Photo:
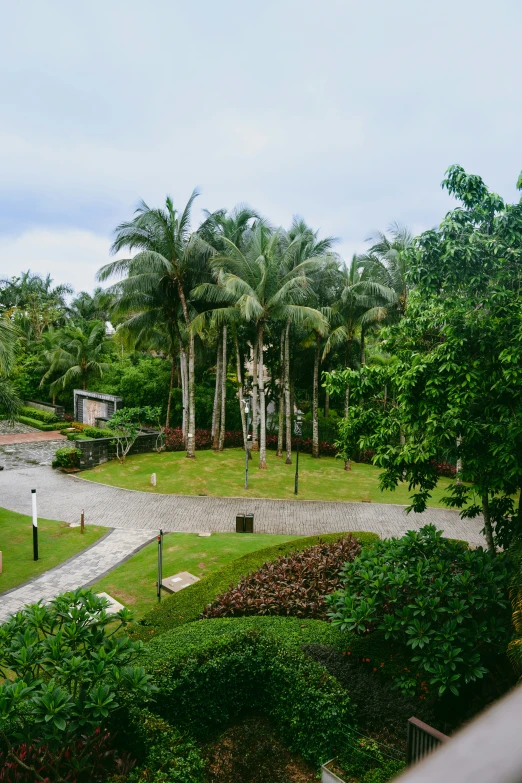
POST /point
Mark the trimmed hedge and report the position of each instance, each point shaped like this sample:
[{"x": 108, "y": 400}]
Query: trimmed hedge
[
  {"x": 211, "y": 673},
  {"x": 39, "y": 425},
  {"x": 38, "y": 415},
  {"x": 187, "y": 605}
]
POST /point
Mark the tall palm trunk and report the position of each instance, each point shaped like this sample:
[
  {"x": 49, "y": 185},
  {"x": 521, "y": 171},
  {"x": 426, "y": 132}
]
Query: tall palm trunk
[
  {"x": 223, "y": 390},
  {"x": 215, "y": 409},
  {"x": 262, "y": 428},
  {"x": 288, "y": 412},
  {"x": 216, "y": 418},
  {"x": 240, "y": 394},
  {"x": 315, "y": 401},
  {"x": 255, "y": 378},
  {"x": 171, "y": 386},
  {"x": 488, "y": 528},
  {"x": 191, "y": 434},
  {"x": 184, "y": 392},
  {"x": 279, "y": 452}
]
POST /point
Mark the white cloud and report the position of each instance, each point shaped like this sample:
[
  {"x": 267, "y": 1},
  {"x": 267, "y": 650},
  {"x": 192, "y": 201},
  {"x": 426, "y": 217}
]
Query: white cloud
[{"x": 69, "y": 256}]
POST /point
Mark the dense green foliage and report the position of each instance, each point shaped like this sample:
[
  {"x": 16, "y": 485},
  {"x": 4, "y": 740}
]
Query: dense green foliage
[
  {"x": 63, "y": 675},
  {"x": 446, "y": 604},
  {"x": 187, "y": 605},
  {"x": 453, "y": 390},
  {"x": 205, "y": 685}
]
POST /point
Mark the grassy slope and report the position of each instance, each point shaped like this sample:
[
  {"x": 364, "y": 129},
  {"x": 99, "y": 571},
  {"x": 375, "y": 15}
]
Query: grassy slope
[
  {"x": 134, "y": 582},
  {"x": 187, "y": 605},
  {"x": 56, "y": 542},
  {"x": 223, "y": 474}
]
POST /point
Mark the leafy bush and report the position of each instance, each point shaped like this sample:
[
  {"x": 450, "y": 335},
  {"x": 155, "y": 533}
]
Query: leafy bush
[
  {"x": 187, "y": 605},
  {"x": 88, "y": 758},
  {"x": 447, "y": 605},
  {"x": 67, "y": 458},
  {"x": 62, "y": 674},
  {"x": 205, "y": 687},
  {"x": 163, "y": 753},
  {"x": 294, "y": 585},
  {"x": 34, "y": 413}
]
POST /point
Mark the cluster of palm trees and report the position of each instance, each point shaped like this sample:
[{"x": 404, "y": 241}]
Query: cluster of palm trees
[{"x": 238, "y": 281}]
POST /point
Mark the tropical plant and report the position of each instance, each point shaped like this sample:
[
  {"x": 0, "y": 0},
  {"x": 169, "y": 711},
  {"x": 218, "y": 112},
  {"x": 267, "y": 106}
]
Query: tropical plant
[
  {"x": 63, "y": 676},
  {"x": 445, "y": 604},
  {"x": 81, "y": 356},
  {"x": 169, "y": 262},
  {"x": 258, "y": 284}
]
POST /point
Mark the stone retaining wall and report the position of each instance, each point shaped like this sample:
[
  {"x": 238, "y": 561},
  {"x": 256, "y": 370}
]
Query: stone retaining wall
[
  {"x": 58, "y": 410},
  {"x": 95, "y": 452}
]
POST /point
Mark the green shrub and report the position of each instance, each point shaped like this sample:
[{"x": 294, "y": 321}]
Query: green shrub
[
  {"x": 164, "y": 754},
  {"x": 39, "y": 425},
  {"x": 96, "y": 432},
  {"x": 208, "y": 674},
  {"x": 34, "y": 413},
  {"x": 187, "y": 605},
  {"x": 445, "y": 605},
  {"x": 67, "y": 458}
]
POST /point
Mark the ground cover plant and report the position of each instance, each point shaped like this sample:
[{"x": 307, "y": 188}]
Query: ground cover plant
[
  {"x": 205, "y": 685},
  {"x": 133, "y": 583},
  {"x": 294, "y": 585},
  {"x": 223, "y": 474},
  {"x": 446, "y": 606},
  {"x": 187, "y": 605},
  {"x": 56, "y": 543},
  {"x": 63, "y": 676}
]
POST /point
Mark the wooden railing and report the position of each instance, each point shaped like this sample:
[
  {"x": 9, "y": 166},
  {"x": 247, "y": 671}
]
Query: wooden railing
[{"x": 422, "y": 739}]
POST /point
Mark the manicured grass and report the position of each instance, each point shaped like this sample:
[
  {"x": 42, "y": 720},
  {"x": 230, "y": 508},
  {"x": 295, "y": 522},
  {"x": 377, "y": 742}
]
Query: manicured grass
[
  {"x": 134, "y": 582},
  {"x": 223, "y": 475},
  {"x": 187, "y": 605},
  {"x": 56, "y": 542}
]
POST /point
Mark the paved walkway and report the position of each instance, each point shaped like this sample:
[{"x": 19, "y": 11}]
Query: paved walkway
[
  {"x": 88, "y": 566},
  {"x": 63, "y": 497}
]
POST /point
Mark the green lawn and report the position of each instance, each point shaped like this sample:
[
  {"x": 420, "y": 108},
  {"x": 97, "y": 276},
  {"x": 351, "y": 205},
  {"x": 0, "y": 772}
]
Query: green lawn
[
  {"x": 134, "y": 582},
  {"x": 223, "y": 474},
  {"x": 56, "y": 542}
]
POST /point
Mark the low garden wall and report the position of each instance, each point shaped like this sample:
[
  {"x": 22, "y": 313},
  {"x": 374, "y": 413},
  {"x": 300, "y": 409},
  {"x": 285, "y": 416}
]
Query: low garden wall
[
  {"x": 95, "y": 452},
  {"x": 57, "y": 410}
]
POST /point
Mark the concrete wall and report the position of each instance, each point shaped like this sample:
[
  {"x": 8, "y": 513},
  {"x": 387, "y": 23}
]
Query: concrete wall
[
  {"x": 58, "y": 410},
  {"x": 95, "y": 452}
]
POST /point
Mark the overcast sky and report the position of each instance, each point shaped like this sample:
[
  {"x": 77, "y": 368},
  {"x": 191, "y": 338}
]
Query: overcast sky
[{"x": 347, "y": 113}]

• **TO DO**: Quote the listing above in full, except for the pictures.

• **THE RESULT**:
Photo:
POST /point
Mark the trimmed hedge and report the position of each instance, each point shaped like this sample:
[{"x": 108, "y": 400}]
Query: trimmed hedge
[
  {"x": 211, "y": 673},
  {"x": 39, "y": 425},
  {"x": 38, "y": 415},
  {"x": 187, "y": 605}
]
POST /point
Mark the tall palm trunk and report the position of each instance, each point shaped like this sample:
[
  {"x": 49, "y": 185},
  {"x": 521, "y": 171},
  {"x": 426, "y": 132}
]
Query: tall palm trunk
[
  {"x": 223, "y": 390},
  {"x": 215, "y": 409},
  {"x": 262, "y": 428},
  {"x": 288, "y": 412},
  {"x": 216, "y": 418},
  {"x": 240, "y": 394},
  {"x": 315, "y": 401},
  {"x": 255, "y": 378},
  {"x": 171, "y": 386},
  {"x": 488, "y": 528},
  {"x": 191, "y": 434},
  {"x": 184, "y": 392},
  {"x": 279, "y": 452}
]
POST /point
Mark the white cloud and report the position of each instance, each point shaped like this sample:
[
  {"x": 267, "y": 1},
  {"x": 267, "y": 650},
  {"x": 192, "y": 201},
  {"x": 426, "y": 217}
]
Query: white cloud
[{"x": 69, "y": 256}]
POST /point
Mark the dense green foliage and report the position of each instance, each point shaped like this sample:
[
  {"x": 16, "y": 485},
  {"x": 4, "y": 740}
]
Query: dense green foliage
[
  {"x": 63, "y": 675},
  {"x": 446, "y": 604},
  {"x": 187, "y": 605},
  {"x": 453, "y": 390},
  {"x": 205, "y": 685}
]
POST /point
Mark the grassy slope and report the position of each instance, each point shaped like this sample:
[
  {"x": 364, "y": 129},
  {"x": 99, "y": 571},
  {"x": 375, "y": 15}
]
Query: grassy slope
[
  {"x": 134, "y": 582},
  {"x": 187, "y": 605},
  {"x": 56, "y": 542},
  {"x": 223, "y": 474}
]
POST /point
Mark the leafy bush and report the position of each instance, each point shaped like this sample:
[
  {"x": 450, "y": 335},
  {"x": 155, "y": 533}
]
Query: leafy bush
[
  {"x": 187, "y": 605},
  {"x": 88, "y": 758},
  {"x": 447, "y": 605},
  {"x": 67, "y": 458},
  {"x": 62, "y": 674},
  {"x": 205, "y": 687},
  {"x": 163, "y": 753},
  {"x": 294, "y": 585},
  {"x": 34, "y": 413}
]
POST /point
Mark the cluster of palm trees and report the position of each instance, each point shaped like this sample:
[{"x": 404, "y": 241}]
Query: cluster of palm trees
[{"x": 238, "y": 281}]
POST /point
Mark the tropical plant and report the position of each instance, each point shaped like this sample:
[
  {"x": 0, "y": 0},
  {"x": 169, "y": 711},
  {"x": 218, "y": 112},
  {"x": 267, "y": 106}
]
Query: tropical plant
[
  {"x": 63, "y": 676},
  {"x": 445, "y": 604},
  {"x": 81, "y": 356},
  {"x": 169, "y": 262},
  {"x": 258, "y": 284}
]
POST /point
Mark the stone retaining wall and report the position of each instance, each point shaped like this sample:
[
  {"x": 238, "y": 561},
  {"x": 256, "y": 370}
]
Query: stone retaining wall
[
  {"x": 58, "y": 410},
  {"x": 95, "y": 452}
]
POST /point
Mark the green shrub and report the position of each instance, each point shaped like this sample:
[{"x": 294, "y": 321}]
Query: green shrub
[
  {"x": 164, "y": 754},
  {"x": 39, "y": 425},
  {"x": 96, "y": 432},
  {"x": 208, "y": 674},
  {"x": 34, "y": 413},
  {"x": 187, "y": 605},
  {"x": 445, "y": 605},
  {"x": 67, "y": 458}
]
POST /point
Mark the ground cover plant and report the position of each instance, each point shaped like this sample:
[{"x": 307, "y": 188}]
Query: ground cover plant
[
  {"x": 205, "y": 685},
  {"x": 133, "y": 583},
  {"x": 294, "y": 585},
  {"x": 223, "y": 474},
  {"x": 446, "y": 606},
  {"x": 187, "y": 605},
  {"x": 56, "y": 543},
  {"x": 63, "y": 676}
]
POST /point
Mark the wooden railing and report the position of each instance, each point shaped like this sample:
[
  {"x": 9, "y": 166},
  {"x": 247, "y": 671}
]
Query: wooden railing
[{"x": 422, "y": 739}]
POST /point
Mark the manicured grass and report the position of each instance, each point shaped like this sample:
[
  {"x": 42, "y": 720},
  {"x": 230, "y": 508},
  {"x": 295, "y": 522},
  {"x": 377, "y": 742}
]
Query: manicured grass
[
  {"x": 134, "y": 582},
  {"x": 223, "y": 475},
  {"x": 187, "y": 605},
  {"x": 56, "y": 542}
]
POST /point
Mark the paved walkway and report the position of each instance, each point shaped like this sample:
[{"x": 19, "y": 11}]
Query: paved walkway
[
  {"x": 88, "y": 566},
  {"x": 63, "y": 497}
]
POST /point
Mark the green lawn and report the position of each instance, each point shaped like this sample:
[
  {"x": 420, "y": 108},
  {"x": 97, "y": 276},
  {"x": 351, "y": 205},
  {"x": 0, "y": 772}
]
Query: green lawn
[
  {"x": 134, "y": 582},
  {"x": 223, "y": 474},
  {"x": 56, "y": 542}
]
POST /point
Mark the low garden wall and report the position of each instance, each point shaped like this sample:
[
  {"x": 22, "y": 313},
  {"x": 374, "y": 413},
  {"x": 300, "y": 409},
  {"x": 285, "y": 416}
]
Query: low garden wall
[
  {"x": 95, "y": 452},
  {"x": 57, "y": 410}
]
POST /point
Mark the concrete wall and report the position of each instance, each point shaped like this sample:
[
  {"x": 8, "y": 513},
  {"x": 387, "y": 23}
]
Query: concrete wall
[
  {"x": 58, "y": 410},
  {"x": 95, "y": 452}
]
POST /point
Mark the overcast sky and report the position of each instance, each point shaped like this sample:
[
  {"x": 77, "y": 368},
  {"x": 191, "y": 338}
]
Query: overcast sky
[{"x": 347, "y": 113}]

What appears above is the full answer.